Start of PROVIDED MATERIAL
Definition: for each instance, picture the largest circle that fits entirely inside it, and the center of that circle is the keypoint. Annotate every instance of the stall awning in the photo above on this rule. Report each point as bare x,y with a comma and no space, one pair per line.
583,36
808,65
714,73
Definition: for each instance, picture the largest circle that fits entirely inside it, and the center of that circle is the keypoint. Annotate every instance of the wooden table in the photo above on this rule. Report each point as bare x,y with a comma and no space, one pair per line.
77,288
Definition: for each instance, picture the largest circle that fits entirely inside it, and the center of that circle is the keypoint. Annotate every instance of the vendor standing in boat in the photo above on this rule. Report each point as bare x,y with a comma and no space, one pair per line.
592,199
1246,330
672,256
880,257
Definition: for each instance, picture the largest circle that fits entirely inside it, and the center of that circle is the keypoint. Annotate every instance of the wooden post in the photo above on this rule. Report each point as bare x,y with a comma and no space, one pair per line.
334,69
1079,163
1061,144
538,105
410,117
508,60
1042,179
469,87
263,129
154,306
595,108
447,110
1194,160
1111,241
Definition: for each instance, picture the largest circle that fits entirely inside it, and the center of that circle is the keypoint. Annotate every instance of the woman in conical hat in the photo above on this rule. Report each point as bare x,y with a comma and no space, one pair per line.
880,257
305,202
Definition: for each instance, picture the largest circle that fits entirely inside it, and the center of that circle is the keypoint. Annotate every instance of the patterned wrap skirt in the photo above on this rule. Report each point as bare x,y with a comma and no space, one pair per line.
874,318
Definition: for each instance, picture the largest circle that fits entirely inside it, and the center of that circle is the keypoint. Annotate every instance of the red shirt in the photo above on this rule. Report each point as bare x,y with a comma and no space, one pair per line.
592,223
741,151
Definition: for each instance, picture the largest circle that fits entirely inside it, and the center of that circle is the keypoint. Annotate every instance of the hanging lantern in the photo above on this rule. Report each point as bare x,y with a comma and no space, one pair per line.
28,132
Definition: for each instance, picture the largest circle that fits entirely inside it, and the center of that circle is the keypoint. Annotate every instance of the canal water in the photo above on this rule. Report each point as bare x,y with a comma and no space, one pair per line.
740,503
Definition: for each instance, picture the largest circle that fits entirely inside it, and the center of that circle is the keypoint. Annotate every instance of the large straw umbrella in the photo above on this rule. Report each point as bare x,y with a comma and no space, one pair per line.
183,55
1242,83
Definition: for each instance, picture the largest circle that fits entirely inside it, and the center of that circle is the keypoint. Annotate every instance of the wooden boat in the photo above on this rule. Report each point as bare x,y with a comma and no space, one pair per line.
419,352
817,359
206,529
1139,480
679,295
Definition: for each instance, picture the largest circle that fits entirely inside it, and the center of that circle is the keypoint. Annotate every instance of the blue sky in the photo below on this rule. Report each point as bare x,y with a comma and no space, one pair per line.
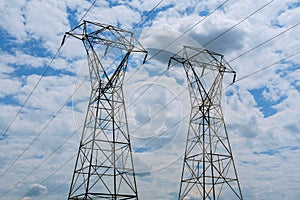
End of PROVIDED MATERIAL
Repeat every entry exactly, but leave out the pictures.

Definition: for each instance, picture the largest circle that fits entirely inside it, and the center of that circle is the keypoint. Annotate every instance of the stall awning in the photo above on this rule. Report each point as bare x,y with a comma and no space, one pair per line.
583,36
808,65
714,73
Definition: for each instance, picture the largest circle that fits entirely inside it, and the center of that circle is the keypoint. Annotate every instance of the wooden table in the photo above on this rule. Report each point as bare x,y with a comma and no space, one pair per line.
77,288
Definition: for each instance, picture the largest circle that fits entirely inside it, and the center of that circle is the keypoint. Annotate every instance of the vendor standing in boat in the photo above on this rule. Report each point as bare x,y with a comma and no space, one pair per line.
592,199
1246,330
672,256
880,257
Definition: for each instance, picture the largest circle that fits entirely inside it, and the center of that circle is the keypoint. Annotate every instance of the wooden post in the photo above on this rule. Report each point as bare x,y with a comma and no space, one pair per line.
334,69
1079,163
1061,144
538,105
410,117
508,60
1042,179
469,87
263,129
154,306
595,108
447,110
1194,160
1111,241
Definition: for each instance, picture the largest circle that fits entirely inside it, and the center of that circle is the keypoint. Annotate every instance of the woman in conical hat in the photo above on this rule. Report each point as bare x,y with a comma and no space, one pair per line.
880,257
305,202
Definition: for each instance, picture the largest circle that fits entirely inside it, and the center of that circle is the keypoint. Annotate every instance of the patterned wrap skirt in the photo above on this rule. Report each point as bare x,y with a comma and no space, one pair per line.
874,318
Definition: for each instance, picture the largest circle that fits entirely inside it, and the center of that circle is the keypoint. Annotate every instance of the red shirt in the photo above on this rule. Report each point as bare x,y with a comma and no space, one pair per line.
592,223
741,151
Definition: for each instance, picture the largest circle that fits entirely inside it, and the center of that circle is the keypoint. Annotate every instance of the hanging lantern in the photo above on this rule. Report each point as bare x,y with a comma and no space, one pair per line.
28,132
Definition: for each instance, picture the largest circle that fits entirely inside it, and the center of that circle is the keypoint. Annotate every instance of the canal water in the photo above on this rule. Report each point as bare x,y with a comma and no space, one pair per line.
740,503
Definition: for each instance, picture the largest circle that fits entirely inside it, and the center of that circle is the keypoint. Annotate every instance of the large straw umbrella in the photo above on this rule. Report each point as bare x,y with a comma and no space, one pair per line.
183,55
1242,83
Definition: for each instance, picture the largest circle that fits entirely inside it, and the center of that circle is the keypoint. Annotate every instance of the wooden boat in the photo above on this rule. Report each point as bare x,y with a comma and no space, one pair per line.
419,352
817,359
206,529
1139,480
679,295
Definition: for each instance, picture the largest circle that fits entirely inside it, and the center of that circle is the keypoint. Annotate every instance of the blue sky in the photo below on this rule. Report each point as bare x,y with a comma and no space, one pair per line.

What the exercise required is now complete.